本文:
# # # # #

ハッキングの目的は仮想通貨のマイニング
米ニュースサイトのZDNetによると、仮想通貨マイニングのためのハッキングがヨーロッパ各地のスーパーコンピュータで相次ぎ、シャットダウンを余儀なくされています。
現時点で、イギリス、ドイツ、スイスのスーパーコンピュータと、スペインのハイパフォーマンスコンピュータが被害に遭っており、コンピュータのクラスタを制御するノードが、マルウェアに感染したと見られています。
これらのハッキングは、最近の一週間で発生しています。
セキュリティ研究社でCado Securityの共同設立者でもあるクリス・ドーマン氏は、このマルウェアは、スーパーコンピュータの高い計算能力を利用して、仮想通貨モネロ(Monero/XMR)をマイニングするために設計されたものとのことです。
今回の件でシャットダウンを余儀なくされたコンピュータの多くは、コロナウイルスの研究にも使われていました。

# # # # #

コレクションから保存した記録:
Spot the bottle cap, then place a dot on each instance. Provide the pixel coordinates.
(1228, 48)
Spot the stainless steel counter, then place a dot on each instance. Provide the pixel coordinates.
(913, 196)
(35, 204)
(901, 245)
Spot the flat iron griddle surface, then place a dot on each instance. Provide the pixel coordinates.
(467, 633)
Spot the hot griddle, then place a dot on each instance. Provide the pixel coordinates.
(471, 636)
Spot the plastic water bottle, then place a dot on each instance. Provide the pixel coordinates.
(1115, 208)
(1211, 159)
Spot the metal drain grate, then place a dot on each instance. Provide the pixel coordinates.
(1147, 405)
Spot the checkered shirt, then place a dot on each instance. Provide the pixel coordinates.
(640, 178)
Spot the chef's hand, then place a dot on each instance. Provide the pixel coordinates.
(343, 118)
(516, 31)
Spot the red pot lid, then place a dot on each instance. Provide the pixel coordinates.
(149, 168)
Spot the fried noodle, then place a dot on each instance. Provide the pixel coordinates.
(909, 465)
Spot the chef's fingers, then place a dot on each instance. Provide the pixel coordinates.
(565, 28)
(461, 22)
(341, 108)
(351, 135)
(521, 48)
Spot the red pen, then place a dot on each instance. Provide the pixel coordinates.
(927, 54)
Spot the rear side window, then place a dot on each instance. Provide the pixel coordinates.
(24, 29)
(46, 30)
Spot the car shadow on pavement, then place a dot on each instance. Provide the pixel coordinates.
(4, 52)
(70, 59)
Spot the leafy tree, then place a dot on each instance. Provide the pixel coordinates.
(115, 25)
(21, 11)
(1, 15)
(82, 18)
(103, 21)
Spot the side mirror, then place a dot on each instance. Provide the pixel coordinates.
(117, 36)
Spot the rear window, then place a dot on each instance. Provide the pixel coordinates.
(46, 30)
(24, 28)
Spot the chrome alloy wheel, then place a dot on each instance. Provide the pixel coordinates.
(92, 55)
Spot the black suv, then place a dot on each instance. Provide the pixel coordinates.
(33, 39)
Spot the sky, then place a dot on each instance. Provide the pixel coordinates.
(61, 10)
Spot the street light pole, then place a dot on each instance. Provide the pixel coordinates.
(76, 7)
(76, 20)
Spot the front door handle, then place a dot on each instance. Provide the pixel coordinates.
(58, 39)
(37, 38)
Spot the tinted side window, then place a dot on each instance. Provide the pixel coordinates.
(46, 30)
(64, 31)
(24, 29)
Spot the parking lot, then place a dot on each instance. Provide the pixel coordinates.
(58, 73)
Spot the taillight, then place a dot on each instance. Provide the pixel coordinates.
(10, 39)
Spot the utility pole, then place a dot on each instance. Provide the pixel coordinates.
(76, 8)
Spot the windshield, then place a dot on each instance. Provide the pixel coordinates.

# # # # #

作業課題 A: スーパーコンピュータへのハッキングに関する本文のうち、「現時点で、イギリス、ドイツ、」で始まり「設計されたものとのことです。」まで続く部分を、「マルウェア」を「悪意のあるソフトウェア」に置き換えて書き換えなさい。
作業課題 B: スーパーコンピュータへのハッキングを扱った本文を、その最後の文の後から書き継ぎなさい。

解答欄 A:
現時点で、イギリス、ドイツ、スイスのスーパーコンピュータと、スペインのハイパフォーマンスコンピュータが被害に遭っており、コンピュータのクラスタを制御するノードが、悪意のあるソフトウェアに感染したと見られています。
これらのハッキングは、最近の一週間で発生しています。
セキュリティ研究社でCado Securityの共同設立者でもあるクリス・ドーマン氏は、この悪意のあるソフトウェアは、スーパーコンピュータの高い計算能力を利用して、仮想通貨モネロ(Monero/XMR)をマイニングするために設計されたものとのことです。

解答欄 B:
研究者たちは、コロナウイルスに対抗するためのワクチン開発に、コンピュータを利用していました。
ハッカーは、マシンのアクセス権限を持つ人物の認証情報を何らかの手段で取得し、それによってコンピュータにアクセスしたと見られています。
ハッキングに使用された認証情報は、カナダ、ポーランド、中国の研究者のものだったとのことです。
専門家は、今回の件が全て同一犯であるとの証拠はないものの、マルウェアの種類や特徴に類似性があるため、何らかの関係がある可能性は高いと指摘しています。
ZDNetによると、仮想通貨のマイニングを行うためにスーパーコンピュータにマルウェアがインストールされたのは、今回が初めてではないとのことです。
しかしこれまでに発生した事件では、従業員などの関係者が、個人的な目的で違法にマルウェアをインストールしていたというものでした。
2018年に、ロシアの原子力センターでエンジニアが逮捕されたという事件がありました。
しかし、今回のようにハッキングによってスーパーコンピュータにマイニングのためのマルウェアがインストールされたのは、初めてと見られています。
まとめ
世界が一丸となってコロナウイルスに立ち向かっている最中、それに水を差す事件が起こりました。
コロナウイルスのワクチンや特効薬は、世界が今必死になって見つけ出そうとしているものです。
こうしている間にも、多くの人が罹患し、亡くなっています。
犯罪者に道徳を説くというのは無駄なことかもしれませんが、今回の事件は許せない気持ちで一杯です。